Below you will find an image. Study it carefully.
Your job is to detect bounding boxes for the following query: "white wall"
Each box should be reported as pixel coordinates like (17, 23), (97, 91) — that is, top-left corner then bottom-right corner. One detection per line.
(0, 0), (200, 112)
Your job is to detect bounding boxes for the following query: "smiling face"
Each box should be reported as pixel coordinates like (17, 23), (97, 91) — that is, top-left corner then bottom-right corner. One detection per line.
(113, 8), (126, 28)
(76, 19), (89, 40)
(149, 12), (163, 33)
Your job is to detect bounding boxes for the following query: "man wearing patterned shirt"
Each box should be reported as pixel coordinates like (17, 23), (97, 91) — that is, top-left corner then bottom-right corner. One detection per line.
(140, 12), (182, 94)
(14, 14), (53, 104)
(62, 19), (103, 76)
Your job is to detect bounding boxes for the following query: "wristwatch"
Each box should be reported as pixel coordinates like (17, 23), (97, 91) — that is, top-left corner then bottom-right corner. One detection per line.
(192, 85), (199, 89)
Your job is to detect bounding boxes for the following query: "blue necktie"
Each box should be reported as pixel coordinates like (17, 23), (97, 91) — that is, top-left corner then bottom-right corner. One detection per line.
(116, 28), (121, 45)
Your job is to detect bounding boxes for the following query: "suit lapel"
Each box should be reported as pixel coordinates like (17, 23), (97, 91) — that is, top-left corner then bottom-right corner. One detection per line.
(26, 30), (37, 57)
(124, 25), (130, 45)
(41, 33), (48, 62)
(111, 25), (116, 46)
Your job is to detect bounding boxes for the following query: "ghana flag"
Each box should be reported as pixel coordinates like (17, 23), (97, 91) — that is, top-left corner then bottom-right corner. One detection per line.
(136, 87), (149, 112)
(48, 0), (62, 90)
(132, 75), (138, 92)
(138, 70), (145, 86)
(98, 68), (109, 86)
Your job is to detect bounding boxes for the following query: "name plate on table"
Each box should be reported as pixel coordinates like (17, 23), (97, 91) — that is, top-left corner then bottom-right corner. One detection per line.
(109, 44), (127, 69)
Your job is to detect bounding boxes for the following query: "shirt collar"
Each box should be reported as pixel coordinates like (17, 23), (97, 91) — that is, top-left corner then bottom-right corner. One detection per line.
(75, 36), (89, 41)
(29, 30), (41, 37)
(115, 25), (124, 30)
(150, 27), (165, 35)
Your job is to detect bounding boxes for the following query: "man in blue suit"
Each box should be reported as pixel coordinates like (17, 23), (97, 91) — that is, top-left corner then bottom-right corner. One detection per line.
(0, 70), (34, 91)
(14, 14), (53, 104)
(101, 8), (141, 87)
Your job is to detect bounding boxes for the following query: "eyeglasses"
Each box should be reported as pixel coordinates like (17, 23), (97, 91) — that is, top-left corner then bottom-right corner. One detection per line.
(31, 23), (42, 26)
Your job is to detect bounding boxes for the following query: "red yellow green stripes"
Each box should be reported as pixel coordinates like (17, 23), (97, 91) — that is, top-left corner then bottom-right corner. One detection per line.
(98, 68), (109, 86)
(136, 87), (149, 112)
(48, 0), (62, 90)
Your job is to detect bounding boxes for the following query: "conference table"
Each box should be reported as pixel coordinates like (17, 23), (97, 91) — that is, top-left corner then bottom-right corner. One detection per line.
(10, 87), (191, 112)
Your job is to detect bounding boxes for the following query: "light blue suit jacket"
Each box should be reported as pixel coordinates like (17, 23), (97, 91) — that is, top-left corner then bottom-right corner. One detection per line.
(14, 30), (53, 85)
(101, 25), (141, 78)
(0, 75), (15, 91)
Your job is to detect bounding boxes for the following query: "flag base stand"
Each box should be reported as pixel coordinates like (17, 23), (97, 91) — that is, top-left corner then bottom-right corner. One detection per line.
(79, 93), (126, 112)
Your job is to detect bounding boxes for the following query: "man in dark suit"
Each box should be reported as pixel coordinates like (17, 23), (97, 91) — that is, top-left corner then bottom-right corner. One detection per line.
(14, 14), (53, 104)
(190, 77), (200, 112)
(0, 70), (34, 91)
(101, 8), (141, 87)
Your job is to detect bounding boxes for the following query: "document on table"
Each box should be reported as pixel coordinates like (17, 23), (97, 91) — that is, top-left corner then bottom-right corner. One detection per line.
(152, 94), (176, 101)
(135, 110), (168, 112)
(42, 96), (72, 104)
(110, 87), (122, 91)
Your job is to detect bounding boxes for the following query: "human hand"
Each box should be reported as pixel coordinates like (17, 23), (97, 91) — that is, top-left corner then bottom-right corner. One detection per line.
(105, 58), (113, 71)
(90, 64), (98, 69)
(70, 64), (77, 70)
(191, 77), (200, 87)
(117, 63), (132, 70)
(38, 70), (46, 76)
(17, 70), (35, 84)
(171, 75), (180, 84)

----------

# Instructions to follow
Convert all of the data above into a Markdown table with the columns Row and Data line, one line per row in order, numbering the rows and skipping blank lines.

# In response
| Row | Data line |
|---|---|
| 1 | Below you will find an image. Study it carefully. |
| 2 | Your job is to detect bounding boxes for the following query: "white wall" |
| 3 | Each box should be reported as pixel coordinates like (17, 23), (97, 91) — that is, top-left corner then bottom-right corner. One detection per line. |
| 4 | (0, 0), (200, 112) |
| 5 | Your job is to detect bounding boxes for the following query: "smiling face" |
| 6 | Each box should be reported as pixel coordinates like (17, 23), (97, 91) — that is, top-left corner then bottom-right corner. One detection per line. |
| 7 | (113, 8), (126, 28) |
| 8 | (76, 19), (89, 40) |
| 9 | (149, 12), (163, 33) |
| 10 | Your job is to detect bounding boxes for the following query: "man wearing patterned shirt" |
| 11 | Each box should be reported as pixel coordinates like (17, 23), (97, 91) — that is, top-left corner then bottom-right corner. One detection per line. |
| 12 | (140, 12), (182, 94) |
| 13 | (14, 14), (53, 104) |
| 14 | (62, 19), (103, 76) |
| 15 | Your job is to detect bounding boxes for the following query: "wristwatch" |
| 16 | Each box should be reported as pixel coordinates like (17, 23), (97, 91) — that is, top-left corner then bottom-right corner. One detection per line. |
| 17 | (192, 85), (199, 89) |
| 18 | Your job is to detect bounding boxes for the following query: "blue necktie" |
| 19 | Each box should be reported as pixel coordinates like (17, 23), (97, 91) — that is, top-left corner then bottom-right corner. One detection per line. |
| 20 | (116, 28), (121, 45) |
| 21 | Your job is to detect bounding boxes for the following query: "suit lapel" |
| 22 | Each box should be reported as pixel coordinates like (17, 23), (97, 91) — that is, top-left corner then bottom-right corner. One detection per line. |
| 23 | (26, 30), (37, 57) |
| 24 | (124, 25), (130, 45) |
| 25 | (41, 33), (48, 62) |
| 26 | (111, 25), (116, 46) |
| 27 | Your job is to detect bounding boxes for the following query: "ghana flag" |
| 28 | Each box should be reported as pixel coordinates like (17, 23), (97, 91) — that is, top-left corner then bottom-right corner. One detection per line. |
| 29 | (136, 87), (149, 112) |
| 30 | (48, 0), (62, 90) |
| 31 | (132, 75), (138, 92) |
| 32 | (138, 70), (145, 86) |
| 33 | (98, 68), (109, 86) |
| 34 | Your job is to detect bounding boxes for the following query: "name plate on table" |
| 35 | Each box should be reported as pixel coordinates like (17, 23), (97, 91) — that is, top-left corner then bottom-right corner. One detection per line. |
| 36 | (109, 44), (127, 69) |
| 37 | Your job is to detect bounding boxes for the following query: "shirt collar" |
| 38 | Each box should be reported as pixel coordinates like (17, 23), (97, 91) — that is, top-left corner then bottom-right corner. One detection per line. |
| 39 | (75, 36), (89, 41) |
| 40 | (29, 30), (41, 37) |
| 41 | (115, 25), (124, 30) |
| 42 | (150, 27), (165, 35) |
| 43 | Your job is to detect bounding boxes for the following query: "man in blue suit" |
| 44 | Each box should be reported as pixel coordinates like (17, 23), (97, 91) — that is, top-left corner then bottom-right corner. One detection per line. |
| 45 | (0, 70), (34, 91) |
| 46 | (14, 14), (53, 104) |
| 47 | (101, 8), (141, 87) |
| 48 | Your job is to detect bounding boxes for the following query: "eyeglasses" |
| 49 | Each box should be reported as pixel coordinates like (17, 23), (97, 91) — that is, top-left corner then bottom-right corner. One detection per line. |
| 50 | (31, 23), (42, 26) |
| 51 | Your job is to detect bounding boxes for the following query: "red yellow green stripes" |
| 52 | Each box should be reported as pixel coordinates like (17, 23), (97, 91) — that is, top-left corner then bottom-right corner. One detection per line. |
| 53 | (98, 68), (109, 86) |
| 54 | (136, 87), (149, 112) |
| 55 | (48, 0), (62, 90) |
| 56 | Your job is to detect bounding boxes for the following query: "conference table" |
| 57 | Each box should be reported as pixel coordinates like (17, 23), (97, 91) — that is, top-left corner then bottom-right corner. One detection per line. |
| 58 | (10, 87), (191, 112) |
| 59 | Your job is to detect bounding boxes for the following query: "light blue suit jacket" |
| 60 | Each box should be reported as pixel coordinates like (17, 23), (97, 91) — that is, top-left corner then bottom-right corner. One detection per line. |
| 61 | (14, 30), (53, 85) |
| 62 | (101, 25), (141, 78) |
| 63 | (0, 75), (15, 91) |
| 64 | Your job is to detect bounding boxes for the following query: "flag base stand" |
| 65 | Each box should be reported as pixel coordinates like (17, 23), (97, 91) — that is, top-left corner then bottom-right corner. One detection per line. |
| 66 | (79, 93), (126, 112) |
| 67 | Your job is to detect bounding boxes for the following query: "man in dark suit" |
| 68 | Each box should be reported as pixel coordinates like (17, 23), (97, 91) — that is, top-left corner then bottom-right corner. One detection per line. |
| 69 | (14, 14), (53, 104) |
| 70 | (190, 77), (200, 112) |
| 71 | (0, 70), (34, 91) |
| 72 | (101, 8), (141, 87) |
| 73 | Your job is to detect bounding boxes for the following query: "document on table" |
| 74 | Each box should be reported as pixel coordinates like (17, 23), (97, 91) — that is, top-left corner then bottom-right corner. One detection per line. |
| 75 | (152, 94), (176, 101) |
| 76 | (135, 110), (168, 112) |
| 77 | (42, 96), (72, 104) |
| 78 | (110, 87), (122, 91) |
| 79 | Your job is to detect bounding boxes for the following query: "human hand" |
| 80 | Each box should be reported as pixel coordinates like (17, 23), (97, 91) — that is, top-left corner then bottom-right corner. One detection per line. |
| 81 | (105, 58), (113, 71) |
| 82 | (90, 64), (98, 69) |
| 83 | (70, 64), (77, 70) |
| 84 | (191, 77), (200, 87) |
| 85 | (117, 63), (132, 70) |
| 86 | (38, 70), (46, 76) |
| 87 | (17, 70), (35, 84) |
| 88 | (171, 75), (180, 84) |